*** Opening of Data for this exercise ***
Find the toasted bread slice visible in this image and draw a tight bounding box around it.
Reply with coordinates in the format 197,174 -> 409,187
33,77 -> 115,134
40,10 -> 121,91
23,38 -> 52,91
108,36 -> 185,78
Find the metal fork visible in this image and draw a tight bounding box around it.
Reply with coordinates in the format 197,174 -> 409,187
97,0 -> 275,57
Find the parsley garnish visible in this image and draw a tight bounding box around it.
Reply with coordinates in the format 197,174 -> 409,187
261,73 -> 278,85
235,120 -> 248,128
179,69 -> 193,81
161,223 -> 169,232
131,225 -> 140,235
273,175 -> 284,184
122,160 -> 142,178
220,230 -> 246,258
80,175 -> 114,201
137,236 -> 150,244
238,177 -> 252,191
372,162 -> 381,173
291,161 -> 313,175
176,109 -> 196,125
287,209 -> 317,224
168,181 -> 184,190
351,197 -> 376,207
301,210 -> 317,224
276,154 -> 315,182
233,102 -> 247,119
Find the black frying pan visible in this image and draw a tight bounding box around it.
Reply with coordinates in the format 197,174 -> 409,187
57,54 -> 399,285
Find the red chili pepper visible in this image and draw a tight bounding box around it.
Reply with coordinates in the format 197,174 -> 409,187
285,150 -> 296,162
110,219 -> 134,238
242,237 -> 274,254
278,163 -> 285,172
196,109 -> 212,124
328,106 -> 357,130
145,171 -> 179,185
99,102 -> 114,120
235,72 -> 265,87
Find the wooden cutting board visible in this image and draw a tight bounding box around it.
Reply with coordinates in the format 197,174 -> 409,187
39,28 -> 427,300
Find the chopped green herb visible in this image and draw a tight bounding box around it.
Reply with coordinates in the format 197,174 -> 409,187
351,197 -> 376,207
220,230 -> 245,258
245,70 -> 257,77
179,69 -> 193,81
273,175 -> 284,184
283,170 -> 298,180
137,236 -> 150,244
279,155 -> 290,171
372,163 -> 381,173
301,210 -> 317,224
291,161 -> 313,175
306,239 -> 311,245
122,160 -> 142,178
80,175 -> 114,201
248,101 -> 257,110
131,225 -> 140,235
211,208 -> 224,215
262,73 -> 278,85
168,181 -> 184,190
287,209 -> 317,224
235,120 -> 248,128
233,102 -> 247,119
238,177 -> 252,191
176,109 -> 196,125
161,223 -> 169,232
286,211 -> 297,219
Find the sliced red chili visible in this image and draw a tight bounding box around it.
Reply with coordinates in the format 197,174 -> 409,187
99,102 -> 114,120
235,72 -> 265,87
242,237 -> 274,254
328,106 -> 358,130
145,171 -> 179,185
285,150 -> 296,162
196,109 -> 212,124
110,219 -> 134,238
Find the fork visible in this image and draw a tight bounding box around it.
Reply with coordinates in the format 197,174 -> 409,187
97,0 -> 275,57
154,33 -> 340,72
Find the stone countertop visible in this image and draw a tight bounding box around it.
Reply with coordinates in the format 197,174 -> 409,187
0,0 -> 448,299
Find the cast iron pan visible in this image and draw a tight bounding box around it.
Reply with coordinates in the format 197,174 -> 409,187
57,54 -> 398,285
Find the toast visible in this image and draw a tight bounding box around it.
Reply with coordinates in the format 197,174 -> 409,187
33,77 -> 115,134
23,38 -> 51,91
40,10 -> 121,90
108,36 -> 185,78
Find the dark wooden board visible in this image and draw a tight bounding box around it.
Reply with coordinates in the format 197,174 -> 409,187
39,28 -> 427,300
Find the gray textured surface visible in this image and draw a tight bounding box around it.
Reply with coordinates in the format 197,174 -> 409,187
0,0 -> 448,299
*** Close of Data for this exercise ***
# [Exercise brief]
Search the records for the string "chili" and, wherever a line contains it, please copy that line.

# [Result of this exercise]
Find the red chili pepper visible in this image and draw a tight bounding box around it.
Find the sliced red chili visible in this image and draw a tight bounding box around it.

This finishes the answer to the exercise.